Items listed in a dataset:
>>>
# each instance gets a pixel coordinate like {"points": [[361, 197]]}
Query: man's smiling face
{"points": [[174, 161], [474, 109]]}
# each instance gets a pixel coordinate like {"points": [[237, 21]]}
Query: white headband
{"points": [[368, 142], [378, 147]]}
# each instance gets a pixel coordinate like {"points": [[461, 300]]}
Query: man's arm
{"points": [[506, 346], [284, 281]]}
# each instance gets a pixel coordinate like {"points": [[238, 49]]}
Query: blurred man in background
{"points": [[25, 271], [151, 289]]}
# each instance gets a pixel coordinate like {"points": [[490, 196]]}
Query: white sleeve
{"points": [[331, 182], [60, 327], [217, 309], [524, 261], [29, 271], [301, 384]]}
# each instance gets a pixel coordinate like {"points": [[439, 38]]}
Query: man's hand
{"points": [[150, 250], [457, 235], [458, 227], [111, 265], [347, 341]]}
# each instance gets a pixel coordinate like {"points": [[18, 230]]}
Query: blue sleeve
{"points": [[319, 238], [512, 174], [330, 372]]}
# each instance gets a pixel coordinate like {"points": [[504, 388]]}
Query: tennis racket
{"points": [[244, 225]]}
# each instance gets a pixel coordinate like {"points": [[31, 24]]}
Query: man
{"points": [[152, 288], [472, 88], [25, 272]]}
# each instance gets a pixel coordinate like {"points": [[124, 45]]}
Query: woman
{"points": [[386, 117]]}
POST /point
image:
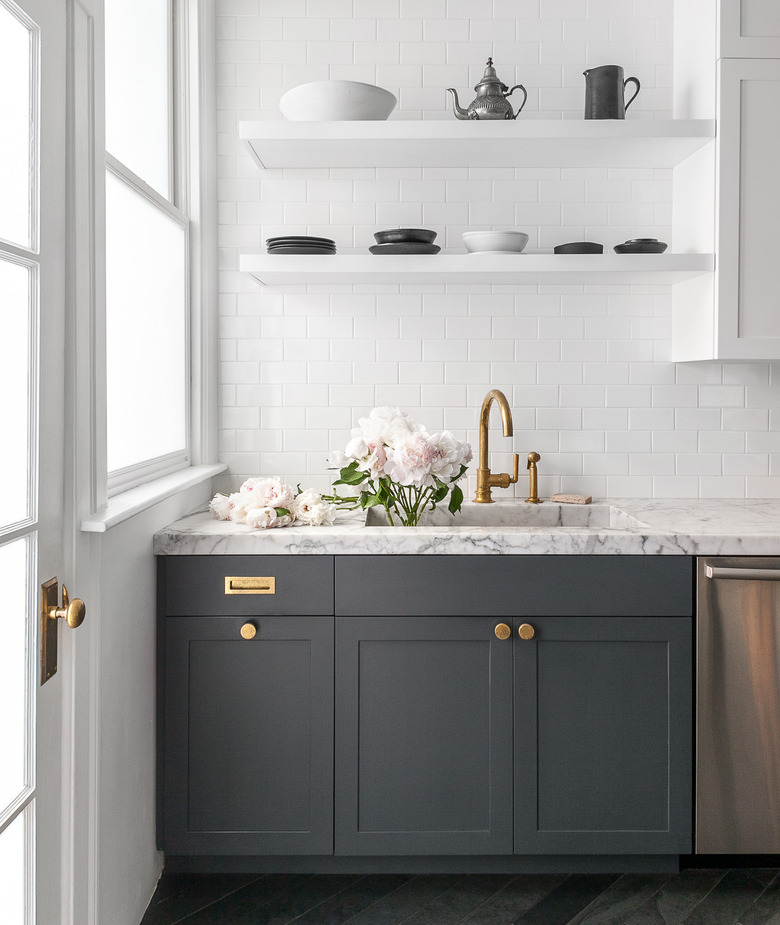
<<<
(Stated goal) Return each line of the records above that contains the string "white".

(Response to the exercise)
Query: white headband
Query: white sleeve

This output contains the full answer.